**Document section**
Start

Part 3: Upgrading the platform#

To upgrade the platform, download and extract the Intel® Geti™ installation package on your Intel® Geti™ server.

Warning

The data folder should not change after installing the Intel® Geti™ platform. Otherwise, you will be unable to view data (project list, dataset, model) in the platform UI.

Warning

Upgrading from Intel Geti 1.8.* to 2.0.x may take several hours. Please do not interrupt this process. Make sure to give it enough time to finish.

Warning

Models that were originally trained using version 1.5.x or earlier and have not been retrained in version 1.8.x will not be automatically migrated to version 2.0.x. To upgrade these models for use in version 2.0.x, they must be retrained in the 2.0.x environment.

End

**Task to carry out**
Reproduce the platform upgrade section above word for word, in full.

**Dataset**

Start

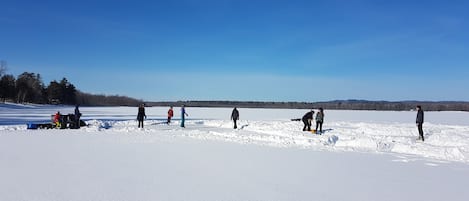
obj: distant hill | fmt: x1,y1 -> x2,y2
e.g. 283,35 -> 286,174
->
147,100 -> 469,111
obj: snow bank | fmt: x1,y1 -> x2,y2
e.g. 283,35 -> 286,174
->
0,105 -> 469,163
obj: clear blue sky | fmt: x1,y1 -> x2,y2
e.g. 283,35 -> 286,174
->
0,0 -> 469,101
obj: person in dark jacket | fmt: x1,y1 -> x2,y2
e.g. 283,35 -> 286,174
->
415,105 -> 425,141
231,107 -> 239,129
75,105 -> 81,128
166,106 -> 174,124
316,108 -> 324,134
181,105 -> 189,128
137,104 -> 147,128
301,109 -> 314,131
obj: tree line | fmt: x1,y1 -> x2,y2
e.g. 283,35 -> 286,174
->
147,100 -> 469,111
0,61 -> 142,106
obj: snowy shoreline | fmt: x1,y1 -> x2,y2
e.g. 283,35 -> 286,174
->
0,106 -> 469,164
0,106 -> 469,201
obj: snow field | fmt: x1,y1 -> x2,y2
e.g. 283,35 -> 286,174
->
0,106 -> 469,163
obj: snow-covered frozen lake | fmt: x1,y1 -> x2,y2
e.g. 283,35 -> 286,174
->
0,104 -> 469,200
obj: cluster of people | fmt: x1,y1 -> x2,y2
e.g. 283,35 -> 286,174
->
301,108 -> 324,134
133,104 -> 425,141
137,104 -> 189,128
52,105 -> 81,129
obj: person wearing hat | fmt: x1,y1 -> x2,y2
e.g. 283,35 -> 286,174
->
181,105 -> 189,128
415,105 -> 425,142
301,109 -> 314,131
231,107 -> 239,129
137,104 -> 147,128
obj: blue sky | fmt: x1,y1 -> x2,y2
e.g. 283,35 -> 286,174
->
0,0 -> 469,101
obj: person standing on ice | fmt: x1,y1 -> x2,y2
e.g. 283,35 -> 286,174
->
75,105 -> 81,128
301,109 -> 314,131
415,105 -> 425,141
231,107 -> 239,129
137,104 -> 147,128
316,108 -> 324,134
181,105 -> 189,128
166,106 -> 174,124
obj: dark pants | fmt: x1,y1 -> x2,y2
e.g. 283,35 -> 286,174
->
138,120 -> 143,128
417,123 -> 425,141
316,121 -> 322,133
303,119 -> 311,131
75,116 -> 80,128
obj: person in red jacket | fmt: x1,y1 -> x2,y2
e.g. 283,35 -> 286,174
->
166,106 -> 174,124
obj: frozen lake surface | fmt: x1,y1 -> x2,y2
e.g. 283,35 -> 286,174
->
0,104 -> 469,200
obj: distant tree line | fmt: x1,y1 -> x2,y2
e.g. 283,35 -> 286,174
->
147,100 -> 469,111
0,61 -> 142,106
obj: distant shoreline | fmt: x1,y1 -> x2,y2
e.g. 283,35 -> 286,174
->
146,100 -> 469,112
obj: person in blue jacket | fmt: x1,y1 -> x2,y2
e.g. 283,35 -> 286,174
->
181,105 -> 189,128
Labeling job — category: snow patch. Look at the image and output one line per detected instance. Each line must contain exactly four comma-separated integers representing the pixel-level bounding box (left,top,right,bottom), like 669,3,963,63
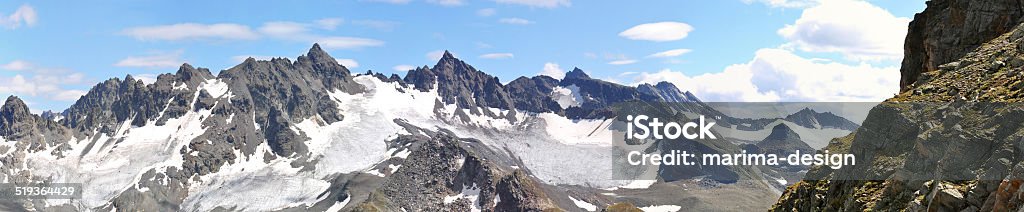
640,205,683,212
444,184,481,212
327,193,352,212
568,196,597,211
551,85,583,110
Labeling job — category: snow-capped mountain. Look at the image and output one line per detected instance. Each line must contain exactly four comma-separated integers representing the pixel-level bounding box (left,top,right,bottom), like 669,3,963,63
0,45,856,211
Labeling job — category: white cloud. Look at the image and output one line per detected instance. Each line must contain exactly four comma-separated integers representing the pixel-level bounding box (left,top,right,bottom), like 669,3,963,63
0,62,85,101
495,0,572,9
618,22,693,42
427,0,466,6
473,41,494,48
636,49,899,101
608,59,637,66
2,59,32,71
259,22,309,38
498,17,534,25
114,50,184,69
647,48,692,57
476,8,498,16
0,4,39,30
123,18,387,49
391,65,416,72
480,53,515,59
259,22,384,49
122,23,259,41
361,0,412,4
742,0,822,8
778,0,910,60
336,58,359,69
538,62,565,80
315,37,384,49
352,19,399,31
314,17,345,30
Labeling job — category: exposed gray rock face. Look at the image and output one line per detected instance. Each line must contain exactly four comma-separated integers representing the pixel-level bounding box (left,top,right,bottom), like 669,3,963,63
217,45,362,157
637,82,700,102
356,128,558,211
505,76,562,114
0,96,72,153
757,123,814,157
406,51,513,113
785,108,860,131
559,68,663,119
900,0,1024,91
60,63,213,136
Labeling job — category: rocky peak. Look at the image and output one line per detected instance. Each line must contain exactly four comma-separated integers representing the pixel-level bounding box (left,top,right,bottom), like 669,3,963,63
900,0,1024,91
404,51,513,114
0,95,32,124
565,68,590,79
765,124,800,140
175,62,212,82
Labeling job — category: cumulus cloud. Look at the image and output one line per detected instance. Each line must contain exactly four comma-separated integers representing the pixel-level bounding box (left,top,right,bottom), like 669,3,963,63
122,23,259,41
480,53,515,59
777,0,910,60
313,17,345,30
0,60,85,101
476,8,498,16
352,19,399,31
231,55,287,62
259,22,384,49
608,59,637,66
336,58,359,69
122,18,385,49
427,0,466,6
647,48,692,57
742,0,821,8
391,65,416,72
538,62,565,80
361,0,412,4
498,17,534,25
495,0,572,9
114,50,184,69
618,22,693,42
0,4,39,30
314,37,384,49
636,48,899,101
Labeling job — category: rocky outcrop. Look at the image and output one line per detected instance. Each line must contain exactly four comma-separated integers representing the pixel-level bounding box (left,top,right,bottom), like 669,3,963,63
355,131,558,211
406,51,513,113
900,0,1024,91
559,68,662,119
772,1,1024,211
784,108,860,131
0,96,71,153
757,123,814,157
637,82,700,102
506,76,562,114
60,63,214,136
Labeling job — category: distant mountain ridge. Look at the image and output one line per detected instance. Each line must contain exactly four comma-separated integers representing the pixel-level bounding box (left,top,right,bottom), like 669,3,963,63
0,44,864,211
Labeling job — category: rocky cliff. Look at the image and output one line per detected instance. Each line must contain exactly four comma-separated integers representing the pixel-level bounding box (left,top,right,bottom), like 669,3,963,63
900,0,1024,91
772,1,1024,211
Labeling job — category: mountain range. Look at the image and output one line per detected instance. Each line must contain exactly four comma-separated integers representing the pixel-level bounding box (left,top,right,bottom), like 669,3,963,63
0,44,859,211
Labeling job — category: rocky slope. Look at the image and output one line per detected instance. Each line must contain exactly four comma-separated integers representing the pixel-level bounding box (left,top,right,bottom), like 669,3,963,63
773,1,1024,211
0,40,868,211
900,0,1024,91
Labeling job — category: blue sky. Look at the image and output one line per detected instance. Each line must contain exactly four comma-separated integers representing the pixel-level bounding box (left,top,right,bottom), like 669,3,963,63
0,0,925,111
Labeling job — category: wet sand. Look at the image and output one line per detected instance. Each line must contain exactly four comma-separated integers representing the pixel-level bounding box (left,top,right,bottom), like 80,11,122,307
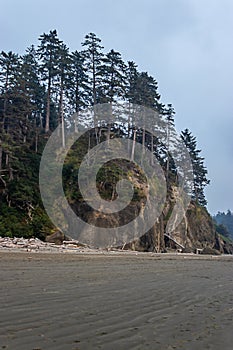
0,252,233,350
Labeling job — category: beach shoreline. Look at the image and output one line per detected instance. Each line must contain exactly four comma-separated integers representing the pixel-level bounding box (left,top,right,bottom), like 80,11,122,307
0,249,233,350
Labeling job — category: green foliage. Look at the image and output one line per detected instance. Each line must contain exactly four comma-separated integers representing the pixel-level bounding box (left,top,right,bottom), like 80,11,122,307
0,30,209,239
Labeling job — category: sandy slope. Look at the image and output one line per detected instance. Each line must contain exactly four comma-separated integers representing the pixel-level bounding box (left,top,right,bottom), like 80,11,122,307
0,252,233,350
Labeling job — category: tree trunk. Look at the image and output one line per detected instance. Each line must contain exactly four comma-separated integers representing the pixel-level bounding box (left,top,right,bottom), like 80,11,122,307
0,140,2,171
130,127,137,162
45,77,51,133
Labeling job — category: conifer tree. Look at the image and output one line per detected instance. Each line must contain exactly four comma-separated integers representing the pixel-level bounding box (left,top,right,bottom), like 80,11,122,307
38,30,61,133
82,33,103,105
181,129,210,206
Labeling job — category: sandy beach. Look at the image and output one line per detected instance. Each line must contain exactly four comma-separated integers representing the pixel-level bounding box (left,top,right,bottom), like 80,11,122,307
0,252,233,350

End

**Task response**
Part 3: Upgrading the platform#

To upgrade the platform, download and extract the Intel® Geti™ installation package on your Intel® Geti™ server.

Warning

The data folder should not change after installing the Intel® Geti™ platform. Otherwise, you will be unable to view data (project list, dataset, model) in the platform UI.

Warning

Upgrading from Intel Geti 1.8.* to 2.0.x may take several hours. Please do not interrupt this process. Make sure to give it enough time to finish.

Warning

Models that were originally trained using version 1.5.x or earlier and have not been retrained in version 1.8.x will not be automatically migrated to version 2.0.x. To upgrade these models for use in version 2.0.x, they must be retrained in the 2.0.x environment.